- TASK TO COMPLETE: The expected output is the full set of entries, printed exactly, without pictures.

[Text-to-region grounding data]
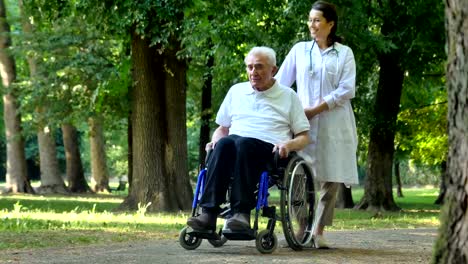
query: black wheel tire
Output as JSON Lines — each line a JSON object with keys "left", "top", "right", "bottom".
{"left": 255, "top": 230, "right": 278, "bottom": 254}
{"left": 208, "top": 235, "right": 228, "bottom": 247}
{"left": 179, "top": 227, "right": 202, "bottom": 250}
{"left": 280, "top": 155, "right": 315, "bottom": 251}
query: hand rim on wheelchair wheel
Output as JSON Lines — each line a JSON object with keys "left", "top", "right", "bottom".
{"left": 280, "top": 155, "right": 315, "bottom": 250}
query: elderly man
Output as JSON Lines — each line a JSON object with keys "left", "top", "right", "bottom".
{"left": 187, "top": 46, "right": 310, "bottom": 232}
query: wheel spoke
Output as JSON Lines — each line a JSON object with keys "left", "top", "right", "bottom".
{"left": 280, "top": 157, "right": 315, "bottom": 249}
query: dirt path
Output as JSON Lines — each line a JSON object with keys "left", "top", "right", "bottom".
{"left": 1, "top": 228, "right": 437, "bottom": 264}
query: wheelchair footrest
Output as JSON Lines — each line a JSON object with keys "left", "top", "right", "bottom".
{"left": 222, "top": 228, "right": 256, "bottom": 240}
{"left": 187, "top": 228, "right": 221, "bottom": 240}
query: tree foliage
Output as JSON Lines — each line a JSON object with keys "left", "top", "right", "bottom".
{"left": 13, "top": 0, "right": 130, "bottom": 179}
{"left": 182, "top": 0, "right": 312, "bottom": 171}
{"left": 397, "top": 71, "right": 447, "bottom": 166}
{"left": 0, "top": 0, "right": 450, "bottom": 210}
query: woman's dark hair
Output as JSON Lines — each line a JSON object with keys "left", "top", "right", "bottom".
{"left": 312, "top": 1, "right": 343, "bottom": 45}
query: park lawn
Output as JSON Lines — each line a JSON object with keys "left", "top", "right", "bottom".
{"left": 0, "top": 187, "right": 441, "bottom": 250}
{"left": 336, "top": 187, "right": 441, "bottom": 230}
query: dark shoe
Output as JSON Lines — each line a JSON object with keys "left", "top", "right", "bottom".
{"left": 187, "top": 212, "right": 217, "bottom": 231}
{"left": 224, "top": 213, "right": 250, "bottom": 231}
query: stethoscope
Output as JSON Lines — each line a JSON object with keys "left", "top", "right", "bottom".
{"left": 308, "top": 40, "right": 339, "bottom": 77}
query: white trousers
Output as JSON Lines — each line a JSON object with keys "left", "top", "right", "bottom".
{"left": 314, "top": 182, "right": 340, "bottom": 228}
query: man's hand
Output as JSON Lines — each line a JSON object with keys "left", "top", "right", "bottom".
{"left": 206, "top": 126, "right": 229, "bottom": 152}
{"left": 273, "top": 143, "right": 290, "bottom": 158}
{"left": 273, "top": 131, "right": 310, "bottom": 158}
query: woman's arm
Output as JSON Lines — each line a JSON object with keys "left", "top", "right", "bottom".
{"left": 322, "top": 47, "right": 356, "bottom": 109}
{"left": 304, "top": 101, "right": 329, "bottom": 119}
{"left": 275, "top": 44, "right": 299, "bottom": 87}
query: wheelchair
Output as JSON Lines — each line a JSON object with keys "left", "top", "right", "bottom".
{"left": 179, "top": 151, "right": 316, "bottom": 254}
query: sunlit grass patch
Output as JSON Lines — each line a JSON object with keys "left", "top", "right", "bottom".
{"left": 0, "top": 206, "right": 190, "bottom": 249}
{"left": 0, "top": 193, "right": 123, "bottom": 213}
{"left": 332, "top": 208, "right": 440, "bottom": 231}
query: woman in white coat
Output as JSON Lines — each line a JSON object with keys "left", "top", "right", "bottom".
{"left": 276, "top": 0, "right": 358, "bottom": 249}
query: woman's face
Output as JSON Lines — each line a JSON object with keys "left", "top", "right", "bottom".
{"left": 307, "top": 9, "right": 334, "bottom": 41}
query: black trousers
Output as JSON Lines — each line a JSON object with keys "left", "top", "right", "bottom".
{"left": 200, "top": 135, "right": 274, "bottom": 214}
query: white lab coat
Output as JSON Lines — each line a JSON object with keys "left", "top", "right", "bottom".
{"left": 276, "top": 41, "right": 359, "bottom": 185}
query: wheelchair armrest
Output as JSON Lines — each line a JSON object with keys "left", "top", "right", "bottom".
{"left": 270, "top": 150, "right": 297, "bottom": 175}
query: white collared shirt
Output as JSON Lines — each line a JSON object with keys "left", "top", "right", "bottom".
{"left": 216, "top": 81, "right": 310, "bottom": 145}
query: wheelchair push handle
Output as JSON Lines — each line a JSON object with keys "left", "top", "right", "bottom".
{"left": 205, "top": 149, "right": 212, "bottom": 166}
{"left": 274, "top": 150, "right": 281, "bottom": 170}
{"left": 273, "top": 149, "right": 298, "bottom": 170}
{"left": 201, "top": 139, "right": 216, "bottom": 168}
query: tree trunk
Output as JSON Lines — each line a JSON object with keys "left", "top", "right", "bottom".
{"left": 127, "top": 113, "right": 133, "bottom": 194}
{"left": 395, "top": 161, "right": 403, "bottom": 197}
{"left": 18, "top": 0, "right": 66, "bottom": 194}
{"left": 0, "top": 0, "right": 33, "bottom": 194}
{"left": 62, "top": 124, "right": 90, "bottom": 193}
{"left": 335, "top": 184, "right": 355, "bottom": 209}
{"left": 119, "top": 31, "right": 192, "bottom": 212}
{"left": 198, "top": 54, "right": 214, "bottom": 168}
{"left": 434, "top": 160, "right": 446, "bottom": 205}
{"left": 36, "top": 122, "right": 68, "bottom": 194}
{"left": 355, "top": 51, "right": 402, "bottom": 212}
{"left": 88, "top": 116, "right": 111, "bottom": 193}
{"left": 164, "top": 38, "right": 193, "bottom": 210}
{"left": 433, "top": 1, "right": 468, "bottom": 262}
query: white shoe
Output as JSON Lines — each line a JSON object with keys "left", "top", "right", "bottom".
{"left": 313, "top": 235, "right": 330, "bottom": 249}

- ANSWER TO THE PROBLEM:
query: black wheel tire
Output as JSON Lines — each line a JSON object with keys "left", "top", "right", "bottom".
{"left": 255, "top": 230, "right": 278, "bottom": 254}
{"left": 208, "top": 235, "right": 228, "bottom": 247}
{"left": 179, "top": 227, "right": 202, "bottom": 250}
{"left": 280, "top": 155, "right": 315, "bottom": 251}
query: hand rim on wheelchair wheel
Output as JSON Lines — each line a JSON object with keys "left", "top", "right", "bottom".
{"left": 280, "top": 155, "right": 315, "bottom": 250}
query: elderly man
Output as JSON Lines — each line a JSON object with keys "left", "top", "right", "bottom".
{"left": 187, "top": 46, "right": 310, "bottom": 232}
query: wheel spoke
Output as JSON Lines — each line a JSON object with keys "left", "top", "right", "bottom".
{"left": 280, "top": 157, "right": 315, "bottom": 249}
query: dirt path
Output as JSON Lines — each line a JSON object with keys "left", "top", "right", "bottom".
{"left": 1, "top": 228, "right": 437, "bottom": 264}
query: wheelchair footrest
Output as JSON Lines — each line a JSON object with keys "left", "top", "right", "bottom".
{"left": 222, "top": 228, "right": 256, "bottom": 240}
{"left": 187, "top": 228, "right": 221, "bottom": 240}
query: tree foliage
Output as JSON Lines — each line a JSON object with keys "left", "top", "right", "bottom".
{"left": 13, "top": 0, "right": 130, "bottom": 179}
{"left": 182, "top": 0, "right": 312, "bottom": 171}
{"left": 397, "top": 71, "right": 447, "bottom": 166}
{"left": 0, "top": 0, "right": 450, "bottom": 210}
query: woman's dark hair
Output as JSON Lines — each line a JSON object with keys "left", "top", "right", "bottom".
{"left": 312, "top": 1, "right": 343, "bottom": 45}
query: park lawn
Output as JSON Lines — each line a JSON object with keys "left", "top", "right", "bottom".
{"left": 0, "top": 187, "right": 441, "bottom": 250}
{"left": 336, "top": 187, "right": 441, "bottom": 230}
query: dark shoe
Output as JSON Lines — each line a JSON object with keys "left", "top", "right", "bottom".
{"left": 187, "top": 212, "right": 217, "bottom": 231}
{"left": 224, "top": 213, "right": 250, "bottom": 231}
query: stethoscope
Output as JSON Lines — each line a JSON object with keys "left", "top", "right", "bottom".
{"left": 308, "top": 40, "right": 339, "bottom": 77}
query: white trousers
Output as JSON Lines — each line a JSON object with keys "left", "top", "right", "bottom".
{"left": 314, "top": 182, "right": 340, "bottom": 228}
query: man's hand
Output as JSON Lines — each line a JSON object with keys "left", "top", "right", "bottom".
{"left": 206, "top": 126, "right": 229, "bottom": 152}
{"left": 273, "top": 143, "right": 290, "bottom": 158}
{"left": 273, "top": 131, "right": 310, "bottom": 158}
query: woman's arm
Output as JSON Lines — each line a JSON object with keys "left", "top", "right", "bottom".
{"left": 322, "top": 47, "right": 356, "bottom": 109}
{"left": 304, "top": 101, "right": 329, "bottom": 119}
{"left": 275, "top": 44, "right": 299, "bottom": 87}
query: wheelchair
Output as JSON Lines — each line a JSON object with keys "left", "top", "right", "bottom".
{"left": 179, "top": 151, "right": 316, "bottom": 254}
query: sunlit grass patch
Output as JSON Lines — each line a JSON object with keys "left", "top", "right", "bottom".
{"left": 0, "top": 206, "right": 190, "bottom": 249}
{"left": 0, "top": 193, "right": 123, "bottom": 213}
{"left": 332, "top": 208, "right": 440, "bottom": 231}
query: woman in white coat
Output as JSON Lines — each line a JSON object with keys "left", "top", "right", "bottom".
{"left": 276, "top": 0, "right": 358, "bottom": 249}
query: woman's face
Output as JSON Lines — each line a JSON object with keys "left", "top", "right", "bottom".
{"left": 307, "top": 9, "right": 334, "bottom": 41}
query: black trousers
Output as JSON Lines — each line a JSON object with keys "left", "top", "right", "bottom".
{"left": 200, "top": 135, "right": 274, "bottom": 214}
query: white lab coat
Output as JSON Lines — each line a JSON object with keys "left", "top", "right", "bottom".
{"left": 276, "top": 41, "right": 359, "bottom": 185}
query: wheelchair armrest
Output as JSON Lines — each line a JSON object with keys "left", "top", "right", "bottom".
{"left": 270, "top": 150, "right": 297, "bottom": 175}
query: white collared shirt
Output as JSON Lines — each line a JSON object with keys "left", "top", "right", "bottom".
{"left": 216, "top": 81, "right": 310, "bottom": 145}
query: wheelchair push handle
Output as JSON Lines — each line a JSON object with keys "left", "top", "right", "bottom".
{"left": 205, "top": 149, "right": 212, "bottom": 166}
{"left": 274, "top": 150, "right": 281, "bottom": 170}
{"left": 273, "top": 149, "right": 298, "bottom": 170}
{"left": 201, "top": 139, "right": 216, "bottom": 168}
query: tree trunk
Output as JSON Lines — each line a JSON object with keys "left", "top", "right", "bottom".
{"left": 127, "top": 113, "right": 133, "bottom": 194}
{"left": 395, "top": 161, "right": 403, "bottom": 197}
{"left": 18, "top": 0, "right": 66, "bottom": 194}
{"left": 0, "top": 0, "right": 33, "bottom": 194}
{"left": 62, "top": 124, "right": 90, "bottom": 193}
{"left": 335, "top": 184, "right": 355, "bottom": 209}
{"left": 119, "top": 31, "right": 192, "bottom": 212}
{"left": 198, "top": 54, "right": 214, "bottom": 168}
{"left": 434, "top": 160, "right": 446, "bottom": 205}
{"left": 36, "top": 122, "right": 68, "bottom": 194}
{"left": 355, "top": 51, "right": 402, "bottom": 212}
{"left": 88, "top": 116, "right": 111, "bottom": 193}
{"left": 164, "top": 38, "right": 193, "bottom": 210}
{"left": 433, "top": 1, "right": 468, "bottom": 262}
query: white shoe
Output as JSON Lines — each line a JSON object with keys "left", "top", "right", "bottom".
{"left": 313, "top": 235, "right": 330, "bottom": 249}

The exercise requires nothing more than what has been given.